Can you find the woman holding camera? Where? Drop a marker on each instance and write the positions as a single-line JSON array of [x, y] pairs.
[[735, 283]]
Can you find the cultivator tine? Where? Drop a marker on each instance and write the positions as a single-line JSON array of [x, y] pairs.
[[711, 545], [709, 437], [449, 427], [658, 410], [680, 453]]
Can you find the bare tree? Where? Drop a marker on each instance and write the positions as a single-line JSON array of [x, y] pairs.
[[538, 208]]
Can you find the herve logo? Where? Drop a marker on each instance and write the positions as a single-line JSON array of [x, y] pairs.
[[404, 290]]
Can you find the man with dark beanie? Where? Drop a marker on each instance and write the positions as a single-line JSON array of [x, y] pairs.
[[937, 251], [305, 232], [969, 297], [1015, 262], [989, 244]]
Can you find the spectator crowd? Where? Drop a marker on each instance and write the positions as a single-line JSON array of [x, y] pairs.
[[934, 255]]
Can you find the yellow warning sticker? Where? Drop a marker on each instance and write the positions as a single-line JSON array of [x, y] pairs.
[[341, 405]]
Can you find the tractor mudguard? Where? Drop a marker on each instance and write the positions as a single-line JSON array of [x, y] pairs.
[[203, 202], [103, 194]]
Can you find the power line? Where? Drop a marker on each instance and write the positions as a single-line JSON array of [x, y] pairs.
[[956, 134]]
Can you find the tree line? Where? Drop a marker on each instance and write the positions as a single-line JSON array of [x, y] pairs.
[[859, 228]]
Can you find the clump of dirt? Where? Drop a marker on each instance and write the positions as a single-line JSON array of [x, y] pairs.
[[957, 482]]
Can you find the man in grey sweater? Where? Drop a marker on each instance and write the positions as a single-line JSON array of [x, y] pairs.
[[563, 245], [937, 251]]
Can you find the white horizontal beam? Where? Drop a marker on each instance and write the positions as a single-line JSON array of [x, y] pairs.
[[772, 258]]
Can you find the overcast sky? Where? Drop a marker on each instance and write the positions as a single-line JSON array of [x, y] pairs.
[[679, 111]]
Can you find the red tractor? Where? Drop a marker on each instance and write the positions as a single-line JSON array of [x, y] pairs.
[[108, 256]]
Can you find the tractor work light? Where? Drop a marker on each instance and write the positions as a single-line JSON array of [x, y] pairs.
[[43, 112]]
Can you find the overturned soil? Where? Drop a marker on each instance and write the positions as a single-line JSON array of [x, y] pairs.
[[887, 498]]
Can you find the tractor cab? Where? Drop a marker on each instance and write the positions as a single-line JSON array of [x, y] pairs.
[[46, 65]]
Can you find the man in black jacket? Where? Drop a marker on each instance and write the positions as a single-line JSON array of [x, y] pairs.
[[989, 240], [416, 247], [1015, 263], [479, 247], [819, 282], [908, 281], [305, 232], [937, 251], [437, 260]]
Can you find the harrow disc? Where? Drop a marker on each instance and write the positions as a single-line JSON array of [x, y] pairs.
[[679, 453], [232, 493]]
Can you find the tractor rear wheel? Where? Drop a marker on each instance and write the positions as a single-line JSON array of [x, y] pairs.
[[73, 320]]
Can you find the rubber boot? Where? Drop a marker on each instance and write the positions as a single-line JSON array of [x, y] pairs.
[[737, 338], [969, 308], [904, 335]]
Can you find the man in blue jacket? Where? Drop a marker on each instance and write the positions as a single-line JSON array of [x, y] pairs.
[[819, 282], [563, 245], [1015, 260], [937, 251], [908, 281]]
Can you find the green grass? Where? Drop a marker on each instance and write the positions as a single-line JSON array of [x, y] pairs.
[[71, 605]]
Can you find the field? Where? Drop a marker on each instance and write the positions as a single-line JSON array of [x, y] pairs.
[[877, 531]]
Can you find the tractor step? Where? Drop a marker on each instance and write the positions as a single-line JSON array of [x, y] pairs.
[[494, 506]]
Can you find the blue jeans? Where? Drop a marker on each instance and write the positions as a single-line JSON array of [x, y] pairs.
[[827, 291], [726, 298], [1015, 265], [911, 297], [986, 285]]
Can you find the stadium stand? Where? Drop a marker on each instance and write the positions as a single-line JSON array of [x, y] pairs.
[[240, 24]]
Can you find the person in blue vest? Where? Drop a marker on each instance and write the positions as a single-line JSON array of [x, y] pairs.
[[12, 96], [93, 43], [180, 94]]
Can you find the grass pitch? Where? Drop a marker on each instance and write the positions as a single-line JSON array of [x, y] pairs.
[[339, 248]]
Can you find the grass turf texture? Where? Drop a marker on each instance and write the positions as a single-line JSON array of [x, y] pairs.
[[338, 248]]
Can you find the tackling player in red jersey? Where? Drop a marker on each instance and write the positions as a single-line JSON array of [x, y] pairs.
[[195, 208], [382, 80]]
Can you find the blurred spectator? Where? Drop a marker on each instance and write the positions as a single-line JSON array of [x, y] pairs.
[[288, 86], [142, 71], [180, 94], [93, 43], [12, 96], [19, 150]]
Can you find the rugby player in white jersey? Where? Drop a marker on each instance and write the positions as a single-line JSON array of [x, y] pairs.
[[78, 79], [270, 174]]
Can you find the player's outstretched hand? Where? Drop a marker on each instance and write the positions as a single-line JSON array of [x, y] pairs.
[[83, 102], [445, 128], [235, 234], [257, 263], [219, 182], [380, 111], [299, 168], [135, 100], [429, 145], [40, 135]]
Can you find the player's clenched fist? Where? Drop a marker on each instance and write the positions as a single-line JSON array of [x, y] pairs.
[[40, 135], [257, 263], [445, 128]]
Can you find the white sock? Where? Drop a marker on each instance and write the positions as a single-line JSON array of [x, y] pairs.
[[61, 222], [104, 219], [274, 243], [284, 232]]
++++++++
*Description of the task:*
Give the data again, exactly as it stands.

*Output for this task:*
Can you find the woman holding camera? Where? Drop a marker on each instance and write the positions as a single-line JSON array of [x, y] pairs.
[[735, 283]]
Can you find the cultivator tine? Where? Drop a marker on each instance and write the positions as a single-line JSON array of [x, y] pairs.
[[711, 545], [709, 437], [449, 427], [658, 410], [680, 453]]
Can you find the bare tree? Where? Drop a marker on each instance and write the positions as a single-line JSON array of [x, y] pairs.
[[538, 208]]
Can you find the herve logo? Where? Drop a marker on each instance and write the positions as a single-line JSON array of [x, y] pairs.
[[404, 290]]
Can you find the man with dark beanie? Where? Drop a marker on each instance and write the positions as a single-line JSON array of [x, y] pairs.
[[937, 251], [305, 232], [969, 297], [1015, 262], [989, 244]]
Can you find the spectator crowd? Where? Drop a marker on each instance and write the positions as a single-line JSON array of [x, y] pairs.
[[934, 255]]
Can you find the yellow warning sticker? Where? Drop a marker on each instance and write the positions as a single-line JSON array of [x, y] pairs.
[[341, 405]]
Can you find the tractor mudguard? Where? Drop a marker on each instance and write the positions as a single-line JSON array of [x, y] pairs.
[[203, 202], [103, 194]]
Can you find the power line? Where? Drop a marker on each instance and write the positions as a single-line JSON array of [x, y] pairs.
[[956, 134]]
Can you find the tree line? Where? Drop a marker on each instance and write the positions as a single-line JSON array of [x, y] pairs.
[[859, 228]]
Can you find the clump of dirt? Where? Drop a marker on each instance and write the positions as a single-line JSON array of [x, y] pairs.
[[957, 482]]
Can you find the man in grey sweater? Where? Drop a marker on each instance and write the positions as a single-line JSON array of [x, y] pairs.
[[563, 245], [937, 251]]
Can you find the white horizontal beam? Where? Drop a marker on each instance and write the positions as a single-line JSON array of [x, y] pairs.
[[772, 258]]
Can you find the overcast sky? Where? Drop a marker on each instance and write the positions as a single-line JSON array of [x, y] pairs.
[[679, 111]]
Can you find the red tractor? Where? Drop a marker on each instance and write the positions as a single-line JSON array of [x, y] pairs.
[[108, 256]]
Can you find the tractor work light? Where? Drop a marker on each instance and write the positions as a single-line JSON array of [x, y] pairs.
[[43, 112]]
Can you find the overturned soil? Where? Drop a marker on each instance and write the positions as a single-line JSON array of [x, y] pairs.
[[887, 498]]
Can you find the tractor cab? Where? Drop a marker on each instance and write the positions as a single-line JSON array of [x, y] pairs.
[[46, 65]]
Can you find the man in black jacket? Where? Drop a marker on each instance and write the positions as a single-line JSON array of [x, y] pairs.
[[989, 240], [416, 247], [1015, 263], [479, 247], [819, 282], [908, 281], [305, 232], [937, 251], [437, 260]]
Can you find the harrow disc? Where? Drop a marker on each instance and write the positions as a single-line JSON array of [x, y] pairs.
[[679, 453], [232, 493]]
Can you find the tractor rear wheel? Where? Drop a marker on each instance and write the positions as a single-line JSON array of [x, y] pairs.
[[73, 320]]
Can you find the rubber boot? Where? Drop a marker on each instance and write the positions as a single-line JSON array of [x, y] pairs.
[[737, 338], [969, 308], [904, 335]]
Can you find the man in blue jacket? Where? Drop a marker on each instance and write the positions as a single-line JSON array of [x, y] pairs.
[[819, 282], [563, 245], [1015, 260], [937, 251], [908, 281]]
Can you find the green grass? Where? Drop a marker on each instance and write the positions as a single-line JSON array of [x, y] pairs.
[[71, 605]]
Can you find the field? Where? Drop a marker on each instance and write the positions as a single-line JSON array of [x, y] pairs.
[[877, 531]]
Can you find the tractor step? Where? Drop a marker on each instance and write the positions as a single-line JSON array of [x, y] pairs.
[[494, 506]]
Can you find the blue jeans? Where? Drop a marker on each instance and write the positions as a single-line JSON array of [x, y] pairs.
[[827, 291], [726, 298], [1015, 265], [911, 297], [986, 285]]
Can you find the stadium stand? Where? Drop a marker on each instance and write the positions as a single-line JSON array of [x, y] pairs.
[[240, 24]]
Can you find the person in blue vest? Where? Drop a marker on each instance and write the positions as a single-line JSON array of [x, y] pairs.
[[12, 96], [93, 43], [180, 94]]
Can you find the grass pitch? Where? Drop a marker on each instance and write the positions as a single-line JSON array of [x, y] pairs.
[[339, 248]]
Can you find the grass turf texture? Where? Drop a marker on each instance and write the positions as a single-line JSON array of [x, y] pairs.
[[338, 248]]
Can you find the tackling player in red jersey? Where? Drop a marker on each instance and write the positions as a single-line JSON array of [x, y] pairs.
[[195, 208], [382, 80]]
Can you find the blurred spectator? Where? Drop a marker on each instance and write the positions as a single-line JSON array of [x, y] pairs.
[[288, 86], [142, 71], [180, 94], [93, 43], [12, 96], [19, 150]]
Can you find the rugby player in white jersey? Where? Drop a marker on each instance and write the positions as a single-line JSON array of [x, y] pairs.
[[78, 79], [270, 174]]
Can you find the player's outstretched hand? Where? Drop a marker on each instance and write the positions as a single-line JSON array of [x, y] pairs.
[[83, 102], [445, 128], [235, 234], [257, 263], [219, 182], [380, 111], [299, 168], [135, 100], [429, 145], [40, 135]]
Can you find the player's clenched fist? Where? Drop a marker on each instance and write the positions as a single-line JSON array of [x, y] pairs.
[[40, 135], [257, 263], [445, 128]]
Can you find the white sock? Where? Drop a marker on each instance and write the positions as a single-line JSON array of [x, y] pairs.
[[61, 222], [104, 219], [274, 243], [284, 232]]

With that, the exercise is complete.